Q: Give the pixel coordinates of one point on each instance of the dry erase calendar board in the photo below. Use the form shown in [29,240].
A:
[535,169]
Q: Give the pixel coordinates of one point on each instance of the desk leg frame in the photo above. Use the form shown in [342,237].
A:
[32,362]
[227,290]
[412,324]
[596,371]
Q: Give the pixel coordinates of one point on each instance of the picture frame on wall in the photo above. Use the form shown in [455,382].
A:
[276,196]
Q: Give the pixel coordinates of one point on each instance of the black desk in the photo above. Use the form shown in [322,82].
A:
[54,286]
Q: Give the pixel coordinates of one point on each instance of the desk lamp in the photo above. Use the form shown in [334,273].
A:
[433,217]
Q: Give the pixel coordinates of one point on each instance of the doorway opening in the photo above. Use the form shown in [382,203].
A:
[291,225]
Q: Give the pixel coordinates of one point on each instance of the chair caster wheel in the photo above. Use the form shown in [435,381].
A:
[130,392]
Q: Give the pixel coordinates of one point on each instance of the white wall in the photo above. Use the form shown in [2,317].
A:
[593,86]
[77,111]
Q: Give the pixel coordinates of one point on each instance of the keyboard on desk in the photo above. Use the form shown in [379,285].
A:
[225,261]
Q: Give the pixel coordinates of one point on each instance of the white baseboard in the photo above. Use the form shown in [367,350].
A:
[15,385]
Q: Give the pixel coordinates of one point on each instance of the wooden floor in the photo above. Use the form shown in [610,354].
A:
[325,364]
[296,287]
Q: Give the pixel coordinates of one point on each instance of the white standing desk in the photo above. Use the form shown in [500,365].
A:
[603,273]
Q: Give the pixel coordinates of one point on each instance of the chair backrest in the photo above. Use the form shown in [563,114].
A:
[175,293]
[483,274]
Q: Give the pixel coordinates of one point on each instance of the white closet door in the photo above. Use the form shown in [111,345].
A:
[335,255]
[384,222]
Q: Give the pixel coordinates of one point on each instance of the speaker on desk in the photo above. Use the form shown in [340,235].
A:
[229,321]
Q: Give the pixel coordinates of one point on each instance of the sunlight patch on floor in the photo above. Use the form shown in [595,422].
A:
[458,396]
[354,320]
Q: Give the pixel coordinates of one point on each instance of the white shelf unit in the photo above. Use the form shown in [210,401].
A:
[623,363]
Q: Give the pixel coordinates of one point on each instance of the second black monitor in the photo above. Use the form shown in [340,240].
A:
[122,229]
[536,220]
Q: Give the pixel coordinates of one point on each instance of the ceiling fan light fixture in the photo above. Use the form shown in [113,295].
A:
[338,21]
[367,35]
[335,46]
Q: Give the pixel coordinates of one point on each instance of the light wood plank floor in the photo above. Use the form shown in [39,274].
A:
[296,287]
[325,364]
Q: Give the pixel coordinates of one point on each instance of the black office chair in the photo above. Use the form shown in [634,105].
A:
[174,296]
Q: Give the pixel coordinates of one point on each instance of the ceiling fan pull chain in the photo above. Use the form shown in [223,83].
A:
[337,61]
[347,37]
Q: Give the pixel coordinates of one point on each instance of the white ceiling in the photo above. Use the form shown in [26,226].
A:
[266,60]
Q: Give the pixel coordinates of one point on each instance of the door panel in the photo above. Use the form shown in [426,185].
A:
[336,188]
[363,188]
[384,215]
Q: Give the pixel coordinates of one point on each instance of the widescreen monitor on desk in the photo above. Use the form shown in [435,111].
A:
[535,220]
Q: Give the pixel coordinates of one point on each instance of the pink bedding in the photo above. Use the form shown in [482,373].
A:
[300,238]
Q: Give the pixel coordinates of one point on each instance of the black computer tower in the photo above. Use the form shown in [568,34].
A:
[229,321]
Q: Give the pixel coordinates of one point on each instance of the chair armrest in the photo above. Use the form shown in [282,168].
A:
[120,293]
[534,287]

____________________

Beginning with the line that contains "shown in [113,295].", write out every line through the end of the entries above, exactly.

Q: Give the pixel coordinates of one point on each instance of the ceiling fan light fixture in the photo above. Use the form shown in [113,295].
A:
[338,21]
[367,35]
[335,46]
Q: Give the pixel coordinates of one point on each instance of the light wood plank floor in the photo above. Use the form shown in [39,274].
A:
[296,287]
[325,364]
Q: Give the pixel coordinates of one point on each instance of the black office chair in the photo above. Use the form shown in [634,105].
A:
[174,296]
Q: Give the pixel coordinates of one point on each instance of the ceiling fan pull chain in the photo above. Use the form shown in [223,83].
A:
[337,61]
[347,37]
Q: Give the pixel coordinates of one point on each instance of the white ceiling in the photo above. Use the form shown in [26,226].
A:
[266,60]
Q: Give the pixel coordinates of one point on each instance of the door panel in the photo above. Use the form shown in [426,185].
A:
[336,188]
[363,188]
[384,215]
Q: Give the pixel coordinates of one point on each instance of the widescreen monitor on desk in the photo above. Use the form shown in [435,111].
A:
[535,220]
Q: Give the pixel coordinates of one point on each instance of the pink bedding in the photo above. Use the form shown in [482,373].
A:
[300,238]
Q: Give the pixel coordinates of one point on each instance of the black computer tower in the photo above. Use the form shown in [568,34].
A:
[229,321]
Q: Give the pixel coordinates of one point on each instance of the chair armrest in the photo above. Use the form shown in [282,168].
A:
[120,293]
[534,287]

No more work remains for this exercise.